WHAT IS EXPECTED: Would you print the full listing word for word?

INFORMATION PROVIDED:
- - -

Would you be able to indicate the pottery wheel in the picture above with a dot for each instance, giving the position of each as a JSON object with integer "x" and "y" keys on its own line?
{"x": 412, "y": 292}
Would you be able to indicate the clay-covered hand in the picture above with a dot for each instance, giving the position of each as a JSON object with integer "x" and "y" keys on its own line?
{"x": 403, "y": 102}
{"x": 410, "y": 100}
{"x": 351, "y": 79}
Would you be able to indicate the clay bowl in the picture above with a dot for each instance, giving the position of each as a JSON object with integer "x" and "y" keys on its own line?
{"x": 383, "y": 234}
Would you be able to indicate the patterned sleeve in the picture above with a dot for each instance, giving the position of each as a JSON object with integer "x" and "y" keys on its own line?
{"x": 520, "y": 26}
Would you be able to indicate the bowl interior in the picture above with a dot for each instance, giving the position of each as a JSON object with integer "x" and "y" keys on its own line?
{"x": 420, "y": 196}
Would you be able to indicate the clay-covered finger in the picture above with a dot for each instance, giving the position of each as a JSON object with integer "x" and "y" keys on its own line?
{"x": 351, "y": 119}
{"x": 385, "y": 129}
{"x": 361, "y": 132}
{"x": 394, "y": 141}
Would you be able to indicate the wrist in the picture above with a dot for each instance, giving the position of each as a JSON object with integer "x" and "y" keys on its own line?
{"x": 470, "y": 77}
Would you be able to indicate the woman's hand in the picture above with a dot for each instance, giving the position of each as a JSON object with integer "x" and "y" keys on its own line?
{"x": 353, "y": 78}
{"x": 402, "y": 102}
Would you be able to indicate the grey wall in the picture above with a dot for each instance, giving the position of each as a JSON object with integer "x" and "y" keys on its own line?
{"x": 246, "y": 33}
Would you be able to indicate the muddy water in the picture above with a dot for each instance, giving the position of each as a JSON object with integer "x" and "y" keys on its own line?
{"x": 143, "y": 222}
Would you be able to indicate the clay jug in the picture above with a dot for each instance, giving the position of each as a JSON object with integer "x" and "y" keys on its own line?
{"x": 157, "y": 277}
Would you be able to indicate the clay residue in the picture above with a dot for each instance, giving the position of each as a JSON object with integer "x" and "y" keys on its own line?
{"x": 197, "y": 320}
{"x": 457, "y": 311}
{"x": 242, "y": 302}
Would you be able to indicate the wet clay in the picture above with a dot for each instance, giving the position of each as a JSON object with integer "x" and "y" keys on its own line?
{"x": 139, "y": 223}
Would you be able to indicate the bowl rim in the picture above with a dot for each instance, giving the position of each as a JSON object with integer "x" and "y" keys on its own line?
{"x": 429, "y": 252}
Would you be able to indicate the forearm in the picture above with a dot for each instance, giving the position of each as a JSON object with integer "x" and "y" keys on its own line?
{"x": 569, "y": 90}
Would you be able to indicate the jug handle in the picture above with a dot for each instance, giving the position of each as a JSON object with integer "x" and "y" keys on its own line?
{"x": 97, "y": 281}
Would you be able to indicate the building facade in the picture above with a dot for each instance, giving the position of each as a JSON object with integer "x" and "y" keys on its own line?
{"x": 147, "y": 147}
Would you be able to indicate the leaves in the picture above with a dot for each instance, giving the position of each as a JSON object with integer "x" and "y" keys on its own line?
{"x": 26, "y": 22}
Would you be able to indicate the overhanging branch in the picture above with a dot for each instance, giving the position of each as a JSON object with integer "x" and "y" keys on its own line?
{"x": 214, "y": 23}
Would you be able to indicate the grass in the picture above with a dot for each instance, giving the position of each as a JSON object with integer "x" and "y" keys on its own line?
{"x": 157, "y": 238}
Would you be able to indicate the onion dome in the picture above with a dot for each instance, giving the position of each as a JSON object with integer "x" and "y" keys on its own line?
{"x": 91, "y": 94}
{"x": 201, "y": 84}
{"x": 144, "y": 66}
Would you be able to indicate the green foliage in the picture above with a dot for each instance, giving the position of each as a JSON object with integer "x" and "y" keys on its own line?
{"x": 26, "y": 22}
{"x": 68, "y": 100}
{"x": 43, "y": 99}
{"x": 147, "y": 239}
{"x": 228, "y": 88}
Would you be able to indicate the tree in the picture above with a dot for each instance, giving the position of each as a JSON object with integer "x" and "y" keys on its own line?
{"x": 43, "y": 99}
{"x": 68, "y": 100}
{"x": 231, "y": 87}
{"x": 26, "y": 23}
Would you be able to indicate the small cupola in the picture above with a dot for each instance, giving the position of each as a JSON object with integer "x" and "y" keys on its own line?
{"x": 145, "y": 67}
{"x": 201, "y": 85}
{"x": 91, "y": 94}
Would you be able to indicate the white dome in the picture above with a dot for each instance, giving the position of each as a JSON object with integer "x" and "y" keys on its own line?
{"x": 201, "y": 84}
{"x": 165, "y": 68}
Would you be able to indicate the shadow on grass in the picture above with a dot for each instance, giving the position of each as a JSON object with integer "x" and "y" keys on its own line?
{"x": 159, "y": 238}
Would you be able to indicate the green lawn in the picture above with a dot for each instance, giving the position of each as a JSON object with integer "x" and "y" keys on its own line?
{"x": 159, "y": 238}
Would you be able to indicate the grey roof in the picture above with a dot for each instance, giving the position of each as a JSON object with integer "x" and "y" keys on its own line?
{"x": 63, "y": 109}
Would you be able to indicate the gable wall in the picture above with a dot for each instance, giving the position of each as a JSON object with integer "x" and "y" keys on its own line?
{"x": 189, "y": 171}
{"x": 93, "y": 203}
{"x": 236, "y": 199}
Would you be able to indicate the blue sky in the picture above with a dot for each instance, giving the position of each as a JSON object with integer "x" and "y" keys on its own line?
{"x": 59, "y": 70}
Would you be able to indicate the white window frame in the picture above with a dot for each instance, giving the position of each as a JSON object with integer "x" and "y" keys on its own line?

- - -

TASK SOLUTION:
Would you be able to indicate the pottery wheel in the picture above with a dot for each instance, giving the position of each as a JSON object with integer "x" and "y" keys on its own line?
{"x": 412, "y": 292}
Would you be able to indicate the clay-covered hand in the picture above with a dot for each instance, giving the position of each as a JSON object with integer "x" and "y" keys on its own line?
{"x": 403, "y": 102}
{"x": 410, "y": 100}
{"x": 351, "y": 79}
Would you be able to indicate the clay bowl in the picture above with a dot for each instance, giving the position of each as a JSON object with integer "x" and "y" keys on its own line?
{"x": 383, "y": 234}
Would you be able to indicate the patterned sleeve in the picture above with a dot for each instance, giving the position of each as a JSON object with integer "x" and "y" keys on its own line?
{"x": 520, "y": 26}
Would you be able to indicate the bowl interior in the picture above with a dot for each instance, giving the position of each as a JSON object with integer "x" and "y" keys on its own line?
{"x": 420, "y": 196}
Would you be able to indicate the clay-covered finger in the picture above with a dot for each instance, giving the position of each as a JSON object with integer "x" and "y" keys on its own line?
{"x": 351, "y": 119}
{"x": 385, "y": 129}
{"x": 361, "y": 132}
{"x": 394, "y": 141}
Would you be able to indicate the wrist in the picture above with a dot for each instance, giving the position of each as a JSON object with integer "x" and "y" keys on its own line?
{"x": 470, "y": 77}
Would you be able to indicate the woman's hand in the picture above with a dot for each instance, giving the position of each as a JSON object with integer "x" and "y" keys on its own line?
{"x": 353, "y": 78}
{"x": 402, "y": 102}
Would you be able to indicate the grey wall in the picture above with a dot for each instance, giving the position of each as a JSON object with integer "x" and "y" keys on its own line?
{"x": 246, "y": 33}
Would you be able to indicate the muddy water in the picture above with a dot for each instance, giving the position of each as a JSON object with integer "x" and "y" keys on its own line?
{"x": 143, "y": 222}
Would you be able to indicate the clay jug in the picture above with a dot for each instance, giving the position of each as a JSON object with integer "x" and "y" keys on its own line?
{"x": 157, "y": 277}
Would you be able to indicate the clay residue in the picture above with a dot for each instance, giving the position of each as a JSON object with integer "x" and "y" keys on its own line?
{"x": 197, "y": 320}
{"x": 457, "y": 311}
{"x": 242, "y": 302}
Would you be able to indicate the wet clay in the picture above with a dot for each instance, giving the position of each as a JSON object with integer "x" and "y" keys on its own line?
{"x": 139, "y": 223}
Would you be able to indicate the bowl rim in the picture above with a dot for each instance, giving the position of each as a JSON object with integer "x" and "y" keys on its own line?
{"x": 429, "y": 252}
Would you be able to indicate the forearm in the picture above with a dot for each instance, giving the position of each as a JSON object with integer "x" and "y" keys on its own line?
{"x": 569, "y": 90}
Would you be able to indicate the jug handle in the picture above with a dot for each instance, giving the position of each as a JSON object with integer "x" and "y" keys on its own line?
{"x": 97, "y": 281}
Would you be able to indicate the building facade in the picture above with a dot for each instance, giving the position of each as a JSON object with integer "x" and "y" keys on its own line?
{"x": 147, "y": 147}
Would you be able to indicate the leaves in the picture above with a dot for each instance, giving the position of each as a JSON object with integer "x" and "y" keys on its own line?
{"x": 26, "y": 22}
Would you be able to indicate the overhanging branch in the picture above with a dot for each instance, giving the position of each as a JSON object with integer "x" and "y" keys on its own line?
{"x": 214, "y": 23}
Would you be able to indicate the grass in the picture above with a dot for each instance, giving the position of each as a JSON object with integer "x" and "y" keys on its own line?
{"x": 157, "y": 238}
Would you be able to indicate the onion dome in the picture above with a dot for each instance, giving the position of each as a JSON object with integer "x" and "y" keys on its own line?
{"x": 91, "y": 94}
{"x": 201, "y": 84}
{"x": 144, "y": 66}
Would you be able to indicate the green foliage in the picture above with a dot for each instance, giving the position of each as a JSON object with integer "x" and "y" keys on its own line?
{"x": 26, "y": 22}
{"x": 68, "y": 100}
{"x": 43, "y": 99}
{"x": 147, "y": 239}
{"x": 228, "y": 88}
Would you be able to indicate the tree in the picture above with a dot for each instance, giving the position of each as a JSON object with integer "x" and "y" keys on its own line?
{"x": 43, "y": 99}
{"x": 68, "y": 100}
{"x": 231, "y": 87}
{"x": 26, "y": 23}
Would you be able to indicate the small cupola in the picture above with a dot for each instance, giving the position of each as a JSON object with integer "x" and "y" keys on its own line?
{"x": 145, "y": 67}
{"x": 201, "y": 85}
{"x": 91, "y": 94}
Would you be able to indicate the white dome in the picture above with a dot for each instance, giving the position of each as a JSON object with integer "x" and "y" keys on its own line?
{"x": 201, "y": 84}
{"x": 165, "y": 68}
Would you be able to indicate the shadow on grass in the picture above with a dot for each instance, giving the position of each as a JSON object with integer "x" and "y" keys on its own line?
{"x": 159, "y": 238}
Would you be able to indicate the green lawn in the picture above with a dot for each instance, giving the position of each as a JSON object with integer "x" and "y" keys on its own line?
{"x": 159, "y": 238}
Would you be able to indicate the grey roof in the picture above with a dot for each instance, giving the position of each as a JSON object with integer "x" and "y" keys on its own line?
{"x": 63, "y": 109}
Would you be able to indicate the gable wall in the picture above with a dot for each instance, giving the position of each as a JSON object with integer "x" and "y" keys on its own line?
{"x": 189, "y": 171}
{"x": 93, "y": 203}
{"x": 236, "y": 199}
Would you be able to indicate the blue sky in the picture above with a dot for each instance, giving the position of each as a JSON object with integer "x" and "y" keys on its own line?
{"x": 59, "y": 70}
Would you be able to indicate the white window frame in the picture above with a dot for each instance, giving the position of each as a JSON object with integer "x" and "y" keys on its own line?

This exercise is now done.